> **What you should do**: Look below for the line with "the snow covered", and from there restate every line word for word until the entries end.

> **Data supplied**:

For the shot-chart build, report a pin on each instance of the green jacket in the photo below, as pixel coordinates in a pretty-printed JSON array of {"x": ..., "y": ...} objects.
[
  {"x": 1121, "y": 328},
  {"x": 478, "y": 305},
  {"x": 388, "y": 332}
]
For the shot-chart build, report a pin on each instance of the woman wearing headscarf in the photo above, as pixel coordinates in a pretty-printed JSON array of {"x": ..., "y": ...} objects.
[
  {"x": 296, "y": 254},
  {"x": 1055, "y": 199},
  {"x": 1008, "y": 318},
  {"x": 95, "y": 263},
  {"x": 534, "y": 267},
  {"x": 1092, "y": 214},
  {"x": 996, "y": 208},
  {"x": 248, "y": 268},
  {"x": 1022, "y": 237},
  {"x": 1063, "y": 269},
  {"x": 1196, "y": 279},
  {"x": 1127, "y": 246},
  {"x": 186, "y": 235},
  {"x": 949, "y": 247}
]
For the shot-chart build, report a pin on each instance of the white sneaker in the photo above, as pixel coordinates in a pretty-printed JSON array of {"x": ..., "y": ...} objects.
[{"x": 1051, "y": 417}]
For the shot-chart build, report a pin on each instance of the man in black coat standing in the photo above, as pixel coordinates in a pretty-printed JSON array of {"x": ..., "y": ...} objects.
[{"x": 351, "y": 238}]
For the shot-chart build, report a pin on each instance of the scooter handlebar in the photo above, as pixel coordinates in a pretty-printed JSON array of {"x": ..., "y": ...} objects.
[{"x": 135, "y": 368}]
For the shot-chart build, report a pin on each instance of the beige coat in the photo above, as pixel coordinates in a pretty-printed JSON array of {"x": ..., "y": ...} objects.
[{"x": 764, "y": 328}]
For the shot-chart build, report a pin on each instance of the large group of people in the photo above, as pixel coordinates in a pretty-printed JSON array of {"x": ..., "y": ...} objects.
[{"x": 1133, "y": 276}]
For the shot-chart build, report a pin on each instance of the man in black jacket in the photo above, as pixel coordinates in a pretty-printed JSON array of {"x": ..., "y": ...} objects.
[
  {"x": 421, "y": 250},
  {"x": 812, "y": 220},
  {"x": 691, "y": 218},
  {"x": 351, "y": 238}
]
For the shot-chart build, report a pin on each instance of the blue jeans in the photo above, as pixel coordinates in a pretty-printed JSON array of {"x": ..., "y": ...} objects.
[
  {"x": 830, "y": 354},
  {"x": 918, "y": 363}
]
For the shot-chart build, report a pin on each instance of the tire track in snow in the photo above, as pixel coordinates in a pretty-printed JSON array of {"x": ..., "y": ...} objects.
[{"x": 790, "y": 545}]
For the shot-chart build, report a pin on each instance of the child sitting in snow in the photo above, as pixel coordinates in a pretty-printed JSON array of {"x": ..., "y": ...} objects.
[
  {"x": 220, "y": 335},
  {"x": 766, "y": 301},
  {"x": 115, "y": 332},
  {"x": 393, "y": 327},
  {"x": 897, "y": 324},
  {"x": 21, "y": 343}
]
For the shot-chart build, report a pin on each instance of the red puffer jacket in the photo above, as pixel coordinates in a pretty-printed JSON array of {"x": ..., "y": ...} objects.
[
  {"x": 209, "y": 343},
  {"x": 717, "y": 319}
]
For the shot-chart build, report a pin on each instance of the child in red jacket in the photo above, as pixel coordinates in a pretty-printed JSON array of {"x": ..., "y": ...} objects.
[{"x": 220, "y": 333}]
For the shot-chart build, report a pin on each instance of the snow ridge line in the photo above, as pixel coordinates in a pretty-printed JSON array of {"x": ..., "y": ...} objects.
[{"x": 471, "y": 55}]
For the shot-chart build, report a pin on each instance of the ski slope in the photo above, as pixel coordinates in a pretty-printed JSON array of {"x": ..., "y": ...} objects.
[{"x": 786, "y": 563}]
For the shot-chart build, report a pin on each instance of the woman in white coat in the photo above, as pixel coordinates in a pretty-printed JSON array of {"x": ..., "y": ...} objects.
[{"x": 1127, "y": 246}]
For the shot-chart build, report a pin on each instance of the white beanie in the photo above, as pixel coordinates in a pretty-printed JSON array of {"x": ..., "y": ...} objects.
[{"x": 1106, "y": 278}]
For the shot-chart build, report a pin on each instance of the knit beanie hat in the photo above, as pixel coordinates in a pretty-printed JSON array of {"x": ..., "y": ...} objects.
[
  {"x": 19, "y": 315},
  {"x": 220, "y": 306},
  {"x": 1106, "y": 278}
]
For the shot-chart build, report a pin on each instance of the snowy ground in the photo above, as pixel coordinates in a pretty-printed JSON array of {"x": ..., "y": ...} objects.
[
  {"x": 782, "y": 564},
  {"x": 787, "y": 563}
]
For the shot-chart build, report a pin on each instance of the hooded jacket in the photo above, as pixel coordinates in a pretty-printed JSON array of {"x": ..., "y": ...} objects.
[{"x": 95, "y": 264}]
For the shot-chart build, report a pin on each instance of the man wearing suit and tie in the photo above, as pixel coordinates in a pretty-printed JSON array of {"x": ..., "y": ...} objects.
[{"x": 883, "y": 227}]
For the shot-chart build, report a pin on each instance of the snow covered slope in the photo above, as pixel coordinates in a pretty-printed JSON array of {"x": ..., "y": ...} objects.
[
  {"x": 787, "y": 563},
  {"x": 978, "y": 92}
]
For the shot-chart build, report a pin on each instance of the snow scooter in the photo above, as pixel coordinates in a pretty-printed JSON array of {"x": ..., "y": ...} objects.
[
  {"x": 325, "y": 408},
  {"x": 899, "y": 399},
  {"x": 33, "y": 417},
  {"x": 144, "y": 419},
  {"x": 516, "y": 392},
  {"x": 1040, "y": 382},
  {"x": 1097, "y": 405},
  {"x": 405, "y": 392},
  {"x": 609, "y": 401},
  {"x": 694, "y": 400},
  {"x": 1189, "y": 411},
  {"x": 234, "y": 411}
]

> **Solution to this exercise**:
For the shot-chart build, report a pin on each instance of the snow covered slope in the photo above, as pixel coordinates in a pretty-printed JSON array of {"x": ..., "y": ...} objects.
[
  {"x": 787, "y": 563},
  {"x": 978, "y": 92}
]
For the shot-chart build, report a pin on each instance of the snow scooter in the photo above, as pixel coordinates in a pretty-printed JSON array of {"x": ..., "y": ...} objects.
[
  {"x": 325, "y": 408},
  {"x": 899, "y": 399},
  {"x": 33, "y": 417},
  {"x": 144, "y": 419},
  {"x": 516, "y": 392},
  {"x": 1040, "y": 382},
  {"x": 1097, "y": 405},
  {"x": 405, "y": 392},
  {"x": 609, "y": 401},
  {"x": 694, "y": 400},
  {"x": 1189, "y": 411},
  {"x": 234, "y": 411}
]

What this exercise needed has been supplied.